* Document text

============================================================

I’ve brazenly appropriated and amended the subtitle to Shane Ryan’s new book for my own above, since he does meander down a few detours before arriving at a recap of the 2021 match in The Cup They Couldn’t Lose: America, The Ryder Cup, and the Long Road to Whistling Straits (Hachette Books, $29).
But no worries, the trip is worth every stop along the way. Ryan last showed up here regarding his Slaying the Tiger, an entertaining account of a year on the PGA Tour as a new crop of stars like Jordan Spieth, Rory McIlroy and Dustin Johnson were making their marks, with others emerging from the shadow of the colossus who had bestrode the tour before them, Tiger Woods.
He even had a villain for the book in Patrick Reed, and Reed rears his troublesome head again in this variegated account of the 2021 Ryder Cup—mainly by not making the team.
And while the current book certainly concerns itself with the 2021 team members, this is more a tale of Ryder Cup captains through the years, the ways they rose or shrank from the challenge at hand, and the strategies they used to improve their teams’ chances or, to be frank, those they failed to implement while going down on the losing side.
There has been no lack of books detailing Ryder Cup history. (In these pages alone, Nick Callow’s general history, The Ryder Cup, and Ed Hodge’s Jewel in the Glen, about a 1921 precursor to the Cup matches. Then there are the reports on specific matches: (1969) Draw in the Dunes by Neil Sagebiel; (1991) The War by the Shore by Curt Sampson; and (2016) The First Major by John Feinstein. Someone is no doubt hard at work right now on a book proposal about the 2023 tilt.)
But Ryan picks his spots well and weaves historical chapters between those that propel the momentum toward the 2021 competition in Wisconsin. And he does it with points in mind.
After the first four Cups (1927-1933) the series was tied at two wins apiece. But in 18 competitions from 1935 to 1977, with a break for the World War 2 years, the U.S. totally dominated what was then the Great Britain and Ireland teams, with a 16-1 edge with one tie (the U.S. retaining the Cup).
It was so lopsided, that American players were becoming disinterested, and the GB&I contingent was in danger of not securing funding enough to field a team.
That all changed in 1979, when the U.S. now had to face a team from Europe, and deal with its own complacency about the matches—a shortcoming that began piling up for U.S. captains with all too much regularity beginning in 1983. That year Tony Jacklin’s European team almost won on American soil for the first time—ever—falling but one and half points short.
But Jacklin was captain again (and for four Cups consecutively) when he returned to pull off the feat in 1987 at the Jack Nicklaus Muirfield Village course, against a team again captained by Nicklaus.
The Atlantic tide had turned. Of the 17 matches from 1985 to 2018, Europe won 11 times with one tie (retaining the Cup). While that certainly blew America’s complacency out of the water, the U.S. teams continued to flounder.

============================================================

* Data provided
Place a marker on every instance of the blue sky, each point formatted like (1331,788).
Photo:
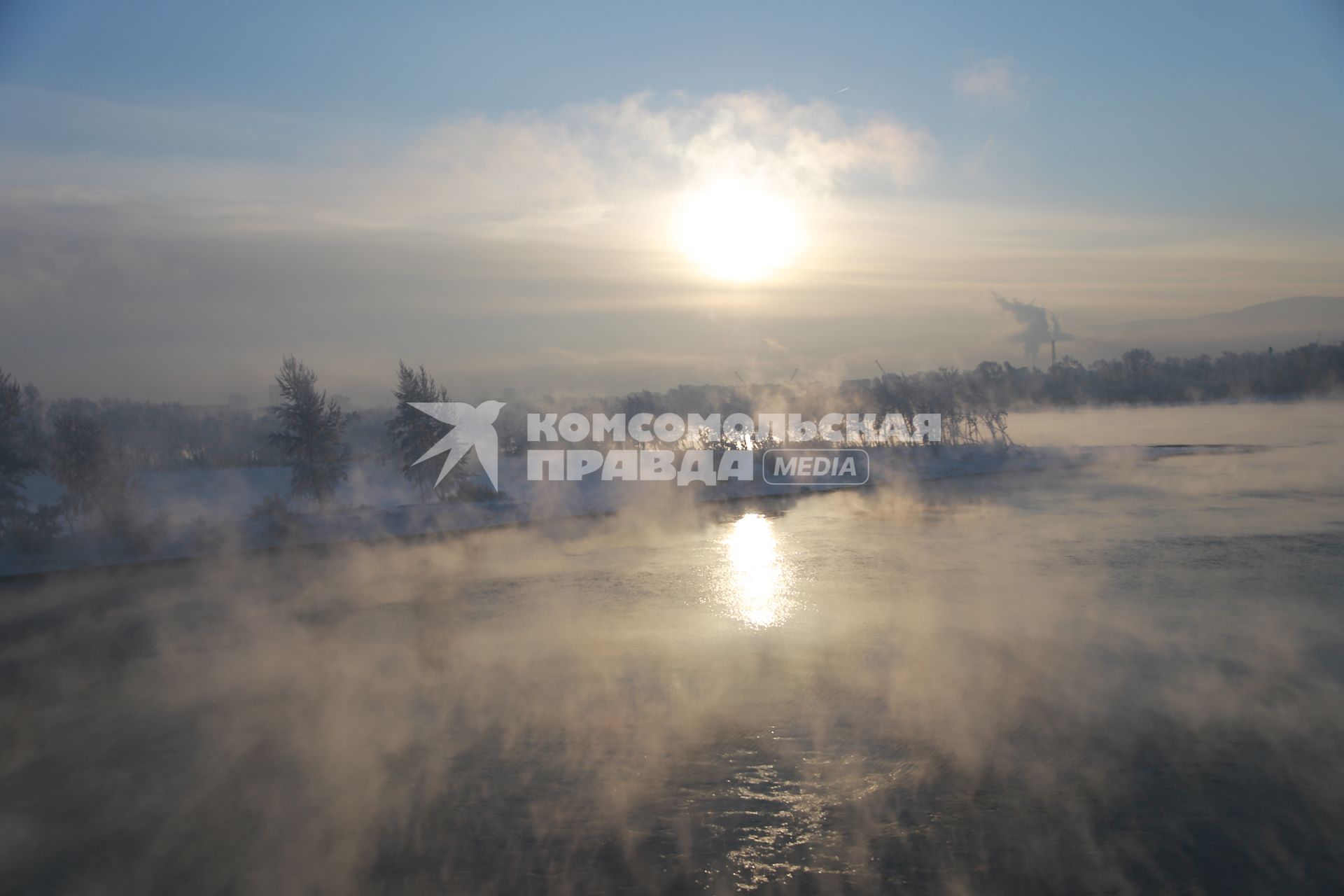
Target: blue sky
(1210,124)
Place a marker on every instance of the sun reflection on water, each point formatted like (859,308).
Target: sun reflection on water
(758,583)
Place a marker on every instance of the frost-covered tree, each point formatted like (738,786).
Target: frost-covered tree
(311,434)
(17,460)
(413,431)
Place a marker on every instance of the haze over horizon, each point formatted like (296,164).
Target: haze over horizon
(536,197)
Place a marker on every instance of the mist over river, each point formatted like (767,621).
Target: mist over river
(1117,678)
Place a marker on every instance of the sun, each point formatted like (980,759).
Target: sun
(738,232)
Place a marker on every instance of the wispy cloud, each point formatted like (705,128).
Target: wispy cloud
(991,81)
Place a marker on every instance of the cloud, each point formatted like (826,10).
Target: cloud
(1040,326)
(991,81)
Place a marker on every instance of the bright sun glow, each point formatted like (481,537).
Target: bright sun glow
(734,230)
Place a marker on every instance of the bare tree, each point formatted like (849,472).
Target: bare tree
(311,434)
(414,431)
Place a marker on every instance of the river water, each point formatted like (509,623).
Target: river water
(1120,678)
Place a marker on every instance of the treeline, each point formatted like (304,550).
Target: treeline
(96,449)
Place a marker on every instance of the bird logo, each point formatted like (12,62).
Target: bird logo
(472,428)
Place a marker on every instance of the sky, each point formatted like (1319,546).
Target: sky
(523,195)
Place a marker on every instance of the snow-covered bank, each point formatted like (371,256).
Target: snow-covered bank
(204,512)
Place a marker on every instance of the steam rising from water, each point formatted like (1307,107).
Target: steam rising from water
(1121,679)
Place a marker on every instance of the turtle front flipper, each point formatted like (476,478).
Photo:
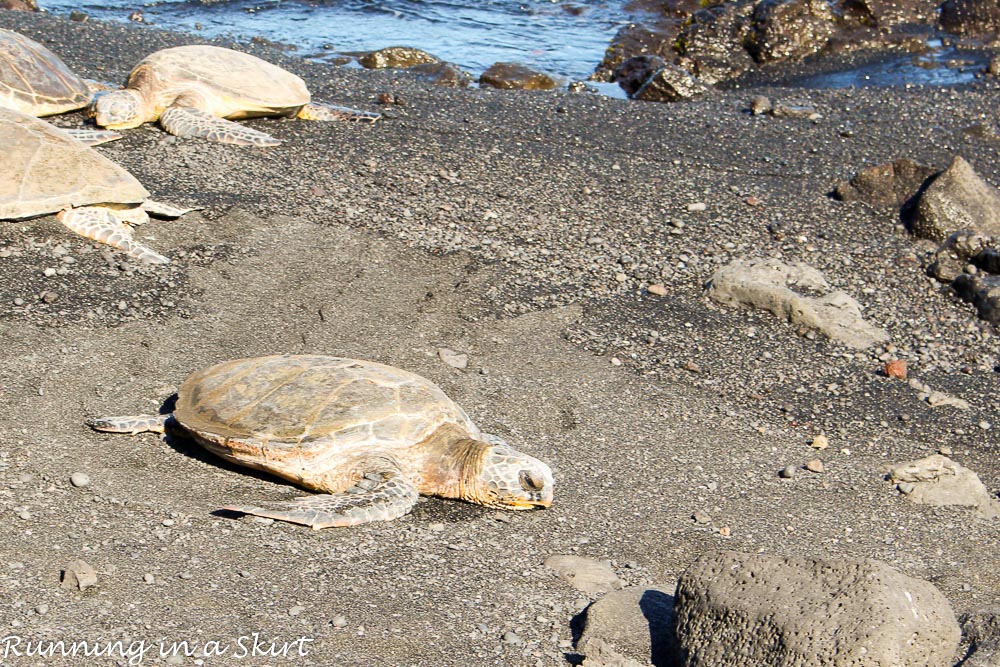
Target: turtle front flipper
(382,494)
(101,224)
(92,137)
(134,424)
(191,122)
(161,210)
(320,111)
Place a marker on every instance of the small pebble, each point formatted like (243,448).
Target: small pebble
(511,637)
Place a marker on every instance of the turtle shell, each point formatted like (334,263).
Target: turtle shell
(313,402)
(34,81)
(46,170)
(243,80)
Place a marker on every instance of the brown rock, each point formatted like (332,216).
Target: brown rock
(514,76)
(895,369)
(889,184)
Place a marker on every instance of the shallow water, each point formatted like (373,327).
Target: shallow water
(562,38)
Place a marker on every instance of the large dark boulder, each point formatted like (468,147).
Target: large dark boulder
(971,17)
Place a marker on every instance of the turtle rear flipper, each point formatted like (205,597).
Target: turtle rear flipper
(101,224)
(133,424)
(320,111)
(191,122)
(382,494)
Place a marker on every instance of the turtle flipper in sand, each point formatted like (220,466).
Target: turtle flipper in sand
(194,91)
(47,171)
(370,438)
(381,493)
(189,122)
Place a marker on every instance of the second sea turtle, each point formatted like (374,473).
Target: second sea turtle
(198,90)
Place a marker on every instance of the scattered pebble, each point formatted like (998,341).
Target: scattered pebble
(895,369)
(458,360)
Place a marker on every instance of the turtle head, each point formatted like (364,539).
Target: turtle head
(118,110)
(511,480)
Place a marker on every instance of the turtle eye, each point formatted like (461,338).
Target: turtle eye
(531,481)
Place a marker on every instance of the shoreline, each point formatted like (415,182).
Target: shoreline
(525,230)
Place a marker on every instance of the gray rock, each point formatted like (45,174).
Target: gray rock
(584,574)
(515,76)
(670,84)
(458,360)
(939,481)
(396,57)
(768,283)
(957,199)
(78,575)
(789,29)
(981,629)
(738,609)
(981,291)
(889,184)
(633,624)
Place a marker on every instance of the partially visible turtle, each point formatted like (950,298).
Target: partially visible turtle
(192,90)
(46,171)
(36,82)
(369,437)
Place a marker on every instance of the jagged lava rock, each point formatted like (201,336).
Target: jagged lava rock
(736,609)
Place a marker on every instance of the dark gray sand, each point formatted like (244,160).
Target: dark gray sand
(495,224)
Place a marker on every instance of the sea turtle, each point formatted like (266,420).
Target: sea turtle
(191,90)
(369,437)
(46,171)
(34,81)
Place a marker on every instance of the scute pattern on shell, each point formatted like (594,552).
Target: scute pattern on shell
(253,82)
(46,170)
(34,81)
(314,402)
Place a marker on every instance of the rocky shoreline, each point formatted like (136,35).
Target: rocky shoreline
(562,242)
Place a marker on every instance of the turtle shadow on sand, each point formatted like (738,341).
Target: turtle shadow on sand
(181,442)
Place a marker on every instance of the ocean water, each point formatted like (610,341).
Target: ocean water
(563,38)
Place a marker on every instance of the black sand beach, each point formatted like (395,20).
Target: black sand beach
(522,229)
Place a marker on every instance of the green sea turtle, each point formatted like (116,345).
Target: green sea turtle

============================================================

* The tasks
A: In the book review, rewrite the passage starting with "The Atlantic tide" and going on through "continued to flounder.", swapping "complacency" for "overconfidence".
B: List every author the book review names as having written an earlier book on Ryder Cup history.
The records are not required for this work.

* Completed exercise
A:
The Atlantic tide had turned. Of the 17 matches from 1985 to 2018, Europe won 11 times with one tie (retaining the Cup). While that certainly blew America’s overconfidence out of the water, the U.S. teams continued to flounder.

B: Nick Callow, Ed Hodge, Neil Sagebiel, Curt Sampson, John Feinstein